### Page extract
------------

Update README.md

e6ad0c0 verified 10 days ago

5.12 kB

	---
	license: creativeml-openrail-m
	datasets:
	- prithivMLmods/Spam-Text-Detect-Analysis
	language:
	- en
	base_model:
	- google-bert/bert-base-uncased
	pipeline_tag: text-classification
	library_name: transformers
	---
	### SPAM DETECTION UNCASED [ SPAM / HAM ]

	This implementation leverages BERT (Bidirectional Encoder Representations from Transformers) for binary classification (Spam / Ham) using sequence classification. The model uses the `prithivMLmods/Spam-Text-Detect-Analysis` dataset and integrates Weights & Biases (wandb) for comprehensive experiment tracking.

------------

### Data block
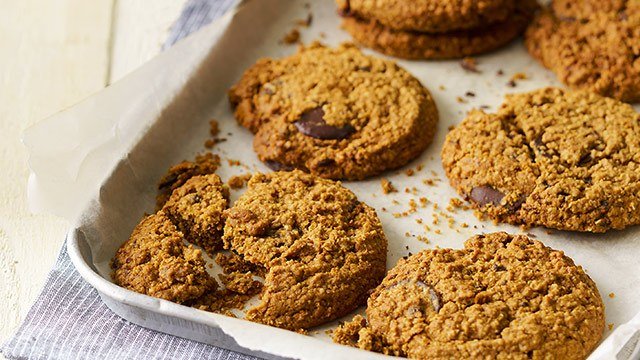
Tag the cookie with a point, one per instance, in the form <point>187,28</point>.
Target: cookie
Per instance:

------------

### Goal
Continue the spam detection model card from its last sentence.

### Result of this exercise
	---

	## 🛠️ Overview

	### Core Details:
	- Model: BERT for sequence classification
	Pre-trained Model: `bert-base-uncased`
	- Task: Spam detection - Binary classification task (Spam vs Ham).
	- Metrics Tracked:
	- Accuracy
	- Precision
	- Recall
	- F1 Score
	- Evaluation loss

	---

	## 📊 Key Results
	Results were obtained using BERT and the provided training dataset:

	- Validation Accuracy: 0.9937
	- Precision: 0.9931
	- Recall: 0.9597
	- F1 Score: 0.9761

	---

	## 📈 Model Training Details

	### Model Architecture:
	The model uses `bert-base-uncased` as the pre-trained backbone and is fine-tuned for the sequence classification task.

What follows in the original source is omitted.